> **BRIEF**
For each line in the data that includes "below", make a copy.

> **MATERIAL FOR THE TASK**
++++++++++++++++++++
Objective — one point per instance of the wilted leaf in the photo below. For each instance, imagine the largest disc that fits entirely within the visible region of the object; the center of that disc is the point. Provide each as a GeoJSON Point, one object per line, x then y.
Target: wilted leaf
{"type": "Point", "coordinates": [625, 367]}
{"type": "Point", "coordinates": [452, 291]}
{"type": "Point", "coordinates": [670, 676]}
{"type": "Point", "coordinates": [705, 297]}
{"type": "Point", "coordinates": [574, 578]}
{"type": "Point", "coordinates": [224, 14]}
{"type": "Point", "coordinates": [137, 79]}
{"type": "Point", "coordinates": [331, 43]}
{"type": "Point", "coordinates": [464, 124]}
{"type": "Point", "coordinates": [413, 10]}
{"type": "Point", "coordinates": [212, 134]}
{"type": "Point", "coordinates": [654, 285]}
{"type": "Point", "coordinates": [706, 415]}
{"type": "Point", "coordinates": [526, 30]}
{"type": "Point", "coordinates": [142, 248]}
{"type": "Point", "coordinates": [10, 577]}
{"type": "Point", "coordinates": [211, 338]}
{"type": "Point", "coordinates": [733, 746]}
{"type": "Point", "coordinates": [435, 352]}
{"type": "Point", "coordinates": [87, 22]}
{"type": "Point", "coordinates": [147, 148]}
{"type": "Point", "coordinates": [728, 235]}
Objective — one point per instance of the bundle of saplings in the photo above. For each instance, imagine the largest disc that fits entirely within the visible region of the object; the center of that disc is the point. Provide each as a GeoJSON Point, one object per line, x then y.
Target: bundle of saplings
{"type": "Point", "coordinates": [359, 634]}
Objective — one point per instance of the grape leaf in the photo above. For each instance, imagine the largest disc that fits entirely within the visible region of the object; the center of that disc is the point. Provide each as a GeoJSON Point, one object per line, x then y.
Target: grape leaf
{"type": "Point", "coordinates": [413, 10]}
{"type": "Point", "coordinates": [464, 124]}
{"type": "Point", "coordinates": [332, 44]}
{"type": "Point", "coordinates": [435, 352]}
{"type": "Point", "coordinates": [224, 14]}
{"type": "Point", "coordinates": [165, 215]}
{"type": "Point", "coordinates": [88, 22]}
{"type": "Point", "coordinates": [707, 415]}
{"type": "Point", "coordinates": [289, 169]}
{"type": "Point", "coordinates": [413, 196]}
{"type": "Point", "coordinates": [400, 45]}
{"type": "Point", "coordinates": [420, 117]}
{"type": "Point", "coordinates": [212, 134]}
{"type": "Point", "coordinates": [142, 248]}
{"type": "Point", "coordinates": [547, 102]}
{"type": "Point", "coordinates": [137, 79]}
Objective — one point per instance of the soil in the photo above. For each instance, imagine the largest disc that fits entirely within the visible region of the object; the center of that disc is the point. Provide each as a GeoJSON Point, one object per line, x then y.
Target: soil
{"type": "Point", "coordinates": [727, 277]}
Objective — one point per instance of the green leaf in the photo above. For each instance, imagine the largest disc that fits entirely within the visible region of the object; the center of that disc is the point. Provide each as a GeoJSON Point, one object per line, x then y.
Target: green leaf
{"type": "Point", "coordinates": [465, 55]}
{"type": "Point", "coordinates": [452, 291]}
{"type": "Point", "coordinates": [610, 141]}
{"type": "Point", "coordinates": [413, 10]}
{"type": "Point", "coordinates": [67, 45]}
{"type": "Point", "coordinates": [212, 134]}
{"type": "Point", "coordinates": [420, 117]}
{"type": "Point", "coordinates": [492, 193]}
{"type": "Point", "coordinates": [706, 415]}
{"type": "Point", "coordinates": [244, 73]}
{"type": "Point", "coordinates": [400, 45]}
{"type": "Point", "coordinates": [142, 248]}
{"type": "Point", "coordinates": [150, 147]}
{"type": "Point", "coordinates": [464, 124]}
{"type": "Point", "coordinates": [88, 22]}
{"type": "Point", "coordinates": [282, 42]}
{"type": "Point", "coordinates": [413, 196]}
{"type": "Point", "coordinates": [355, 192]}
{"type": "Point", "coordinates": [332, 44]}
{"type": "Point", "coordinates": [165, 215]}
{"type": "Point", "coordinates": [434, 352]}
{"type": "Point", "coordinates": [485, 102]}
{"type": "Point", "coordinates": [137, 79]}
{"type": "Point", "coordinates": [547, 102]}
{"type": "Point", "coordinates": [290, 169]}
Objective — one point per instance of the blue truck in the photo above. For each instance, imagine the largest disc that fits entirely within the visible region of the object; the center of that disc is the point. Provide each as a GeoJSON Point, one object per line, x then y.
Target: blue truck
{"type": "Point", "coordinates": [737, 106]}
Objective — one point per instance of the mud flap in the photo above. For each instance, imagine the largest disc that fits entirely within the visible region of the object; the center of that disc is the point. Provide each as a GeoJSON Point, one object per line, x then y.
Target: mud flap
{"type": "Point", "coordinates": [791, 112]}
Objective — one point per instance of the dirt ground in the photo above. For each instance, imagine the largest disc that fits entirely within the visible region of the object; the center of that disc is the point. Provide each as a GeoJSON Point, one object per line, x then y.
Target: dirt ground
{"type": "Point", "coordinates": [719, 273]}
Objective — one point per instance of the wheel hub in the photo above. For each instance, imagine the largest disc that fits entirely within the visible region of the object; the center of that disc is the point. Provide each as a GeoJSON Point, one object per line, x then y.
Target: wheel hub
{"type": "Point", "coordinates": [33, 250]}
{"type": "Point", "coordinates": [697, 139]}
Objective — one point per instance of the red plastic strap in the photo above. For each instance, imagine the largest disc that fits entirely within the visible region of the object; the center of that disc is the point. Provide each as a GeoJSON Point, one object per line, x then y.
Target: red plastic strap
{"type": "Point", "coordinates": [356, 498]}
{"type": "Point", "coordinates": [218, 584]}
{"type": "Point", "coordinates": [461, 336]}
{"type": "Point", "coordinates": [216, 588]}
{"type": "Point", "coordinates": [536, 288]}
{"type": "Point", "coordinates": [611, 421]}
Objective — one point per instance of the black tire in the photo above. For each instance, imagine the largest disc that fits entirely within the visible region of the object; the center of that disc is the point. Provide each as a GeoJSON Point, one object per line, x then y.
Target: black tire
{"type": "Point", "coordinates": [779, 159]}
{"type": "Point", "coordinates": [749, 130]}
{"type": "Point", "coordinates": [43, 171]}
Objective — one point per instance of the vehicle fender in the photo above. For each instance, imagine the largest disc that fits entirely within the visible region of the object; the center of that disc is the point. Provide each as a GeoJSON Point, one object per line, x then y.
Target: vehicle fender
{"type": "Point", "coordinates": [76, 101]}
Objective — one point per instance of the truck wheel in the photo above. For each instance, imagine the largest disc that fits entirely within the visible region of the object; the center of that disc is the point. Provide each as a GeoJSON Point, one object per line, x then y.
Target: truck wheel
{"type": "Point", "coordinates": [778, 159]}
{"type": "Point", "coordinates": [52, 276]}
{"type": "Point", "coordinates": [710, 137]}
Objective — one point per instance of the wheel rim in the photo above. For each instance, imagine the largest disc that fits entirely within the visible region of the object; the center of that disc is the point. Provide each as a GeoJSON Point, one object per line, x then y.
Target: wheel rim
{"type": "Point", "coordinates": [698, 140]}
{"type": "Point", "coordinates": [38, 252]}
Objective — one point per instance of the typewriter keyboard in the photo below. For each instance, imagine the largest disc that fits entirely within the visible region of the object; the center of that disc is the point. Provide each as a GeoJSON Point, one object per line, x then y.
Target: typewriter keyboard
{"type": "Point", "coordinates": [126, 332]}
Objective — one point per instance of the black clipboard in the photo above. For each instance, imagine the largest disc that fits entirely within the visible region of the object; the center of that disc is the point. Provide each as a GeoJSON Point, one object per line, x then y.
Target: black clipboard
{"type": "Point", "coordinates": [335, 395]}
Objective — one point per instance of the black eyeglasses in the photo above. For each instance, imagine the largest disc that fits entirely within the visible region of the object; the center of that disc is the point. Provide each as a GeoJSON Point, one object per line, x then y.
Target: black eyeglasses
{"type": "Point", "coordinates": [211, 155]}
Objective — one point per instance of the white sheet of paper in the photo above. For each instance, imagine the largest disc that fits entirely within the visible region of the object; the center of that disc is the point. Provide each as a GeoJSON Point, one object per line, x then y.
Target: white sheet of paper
++++++++++++++++++++
> **ANSWER AREA**
Objective — one point per instance of the wilted leaf in the photo below. For each instance, imagine the largest disc that fits entirely within the visible region of the object; the center of that disc is the point. Provide each as a GeoJSON Point, one object per line, x then y.
Objective — one point per instance of the typewriter keyboard in the photo below. For each instance, imagine the largest disc that fits entirely within the visible region of the object; the center of that disc is the point. Provide each as a GeoJSON Point, one object per line, x then y.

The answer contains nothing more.